EXERCISE:
Which lines in the rows below contain the string "helmet"? Pick out each one and copy it, counting only matches with the same case.

────

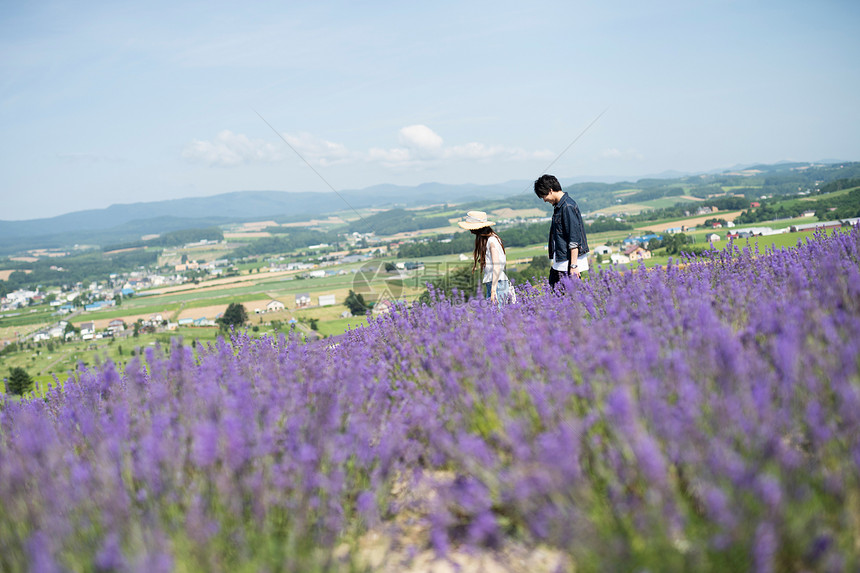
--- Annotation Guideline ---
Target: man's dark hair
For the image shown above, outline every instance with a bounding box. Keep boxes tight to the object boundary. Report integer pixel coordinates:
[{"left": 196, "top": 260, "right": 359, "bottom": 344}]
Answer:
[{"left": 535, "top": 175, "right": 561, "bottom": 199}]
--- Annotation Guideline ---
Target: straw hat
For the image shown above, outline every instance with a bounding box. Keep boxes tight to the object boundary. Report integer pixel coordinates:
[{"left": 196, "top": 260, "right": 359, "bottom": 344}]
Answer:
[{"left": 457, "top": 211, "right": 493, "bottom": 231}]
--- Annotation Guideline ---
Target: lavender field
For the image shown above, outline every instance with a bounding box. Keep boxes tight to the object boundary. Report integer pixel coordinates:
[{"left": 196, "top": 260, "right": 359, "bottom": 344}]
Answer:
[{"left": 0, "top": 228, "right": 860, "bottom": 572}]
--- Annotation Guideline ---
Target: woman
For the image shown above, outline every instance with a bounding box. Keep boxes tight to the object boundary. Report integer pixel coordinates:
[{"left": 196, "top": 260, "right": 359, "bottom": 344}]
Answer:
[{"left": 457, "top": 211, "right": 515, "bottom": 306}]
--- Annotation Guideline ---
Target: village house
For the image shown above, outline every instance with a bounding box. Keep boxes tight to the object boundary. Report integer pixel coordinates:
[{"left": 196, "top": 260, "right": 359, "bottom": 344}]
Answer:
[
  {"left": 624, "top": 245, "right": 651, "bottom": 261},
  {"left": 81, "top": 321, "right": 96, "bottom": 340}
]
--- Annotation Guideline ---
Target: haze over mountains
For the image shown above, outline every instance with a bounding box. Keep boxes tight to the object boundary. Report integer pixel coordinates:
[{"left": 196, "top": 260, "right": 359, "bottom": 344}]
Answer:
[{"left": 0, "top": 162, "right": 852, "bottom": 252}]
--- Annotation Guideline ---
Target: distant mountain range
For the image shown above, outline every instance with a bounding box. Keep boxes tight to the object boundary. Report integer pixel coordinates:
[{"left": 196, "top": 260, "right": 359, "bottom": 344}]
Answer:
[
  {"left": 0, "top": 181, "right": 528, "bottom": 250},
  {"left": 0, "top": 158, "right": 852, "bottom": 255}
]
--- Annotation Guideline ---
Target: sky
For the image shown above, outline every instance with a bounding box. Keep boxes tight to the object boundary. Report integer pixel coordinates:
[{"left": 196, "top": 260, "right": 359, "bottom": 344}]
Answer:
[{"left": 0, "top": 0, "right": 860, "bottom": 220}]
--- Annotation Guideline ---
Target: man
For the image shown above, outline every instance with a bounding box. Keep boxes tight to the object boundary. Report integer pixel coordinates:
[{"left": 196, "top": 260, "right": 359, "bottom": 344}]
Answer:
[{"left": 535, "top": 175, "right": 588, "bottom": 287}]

────

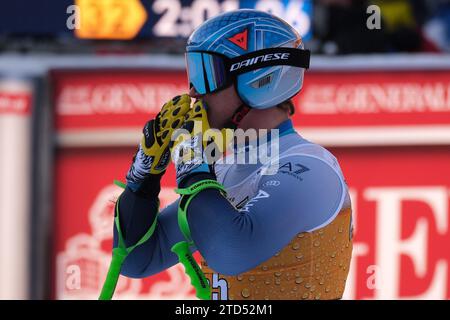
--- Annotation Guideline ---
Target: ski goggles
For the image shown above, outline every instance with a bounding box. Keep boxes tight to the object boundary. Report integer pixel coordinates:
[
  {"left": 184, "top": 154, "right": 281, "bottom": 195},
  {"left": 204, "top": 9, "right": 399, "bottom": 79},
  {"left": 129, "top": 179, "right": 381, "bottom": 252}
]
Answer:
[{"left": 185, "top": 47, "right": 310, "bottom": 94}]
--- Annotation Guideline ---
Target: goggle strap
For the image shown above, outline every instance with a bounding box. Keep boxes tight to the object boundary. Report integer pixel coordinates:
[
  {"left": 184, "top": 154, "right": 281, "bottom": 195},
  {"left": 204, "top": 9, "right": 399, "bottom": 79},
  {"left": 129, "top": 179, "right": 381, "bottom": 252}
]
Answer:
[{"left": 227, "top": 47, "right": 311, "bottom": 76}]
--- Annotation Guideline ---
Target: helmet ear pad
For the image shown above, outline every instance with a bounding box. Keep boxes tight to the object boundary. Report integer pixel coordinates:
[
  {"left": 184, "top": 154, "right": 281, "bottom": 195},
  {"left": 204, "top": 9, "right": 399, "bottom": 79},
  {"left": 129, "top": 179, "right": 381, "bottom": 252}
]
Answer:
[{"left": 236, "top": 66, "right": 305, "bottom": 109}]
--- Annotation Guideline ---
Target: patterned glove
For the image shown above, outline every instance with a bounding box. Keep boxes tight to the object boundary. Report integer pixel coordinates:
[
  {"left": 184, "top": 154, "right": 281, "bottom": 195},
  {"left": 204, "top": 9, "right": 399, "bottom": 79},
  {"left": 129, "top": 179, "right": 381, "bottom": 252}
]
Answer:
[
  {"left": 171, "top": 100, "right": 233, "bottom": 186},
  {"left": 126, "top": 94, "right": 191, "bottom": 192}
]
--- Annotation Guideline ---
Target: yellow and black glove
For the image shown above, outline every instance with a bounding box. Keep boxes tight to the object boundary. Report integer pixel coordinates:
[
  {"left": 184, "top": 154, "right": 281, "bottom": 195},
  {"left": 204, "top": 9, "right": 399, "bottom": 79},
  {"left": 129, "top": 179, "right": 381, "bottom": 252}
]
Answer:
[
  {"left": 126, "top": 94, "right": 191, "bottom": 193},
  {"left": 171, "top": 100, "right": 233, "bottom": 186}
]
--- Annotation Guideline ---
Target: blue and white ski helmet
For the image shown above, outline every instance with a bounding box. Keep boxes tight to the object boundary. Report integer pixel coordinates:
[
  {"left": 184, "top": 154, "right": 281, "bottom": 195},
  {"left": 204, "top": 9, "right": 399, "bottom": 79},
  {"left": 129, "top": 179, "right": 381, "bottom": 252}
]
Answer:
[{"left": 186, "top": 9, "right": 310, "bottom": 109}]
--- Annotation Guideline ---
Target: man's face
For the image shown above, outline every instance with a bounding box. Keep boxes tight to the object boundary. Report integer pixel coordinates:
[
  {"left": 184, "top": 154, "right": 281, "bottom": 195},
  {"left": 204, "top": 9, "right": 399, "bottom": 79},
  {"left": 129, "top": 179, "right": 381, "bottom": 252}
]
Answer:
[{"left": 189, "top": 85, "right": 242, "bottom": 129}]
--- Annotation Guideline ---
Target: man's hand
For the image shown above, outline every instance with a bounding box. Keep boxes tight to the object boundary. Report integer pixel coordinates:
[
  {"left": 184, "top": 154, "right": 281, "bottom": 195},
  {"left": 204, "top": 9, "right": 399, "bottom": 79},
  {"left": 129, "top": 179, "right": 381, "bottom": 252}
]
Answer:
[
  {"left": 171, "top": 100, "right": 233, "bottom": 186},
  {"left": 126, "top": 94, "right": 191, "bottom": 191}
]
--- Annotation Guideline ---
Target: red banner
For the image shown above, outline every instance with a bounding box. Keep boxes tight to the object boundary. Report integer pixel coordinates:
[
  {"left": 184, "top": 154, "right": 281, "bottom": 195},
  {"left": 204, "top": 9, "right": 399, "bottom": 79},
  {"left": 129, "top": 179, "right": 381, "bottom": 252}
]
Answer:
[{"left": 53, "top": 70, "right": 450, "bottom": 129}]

────

WRITTEN REPLY:
Target: helmet ear pad
Target: blue and white ski helmet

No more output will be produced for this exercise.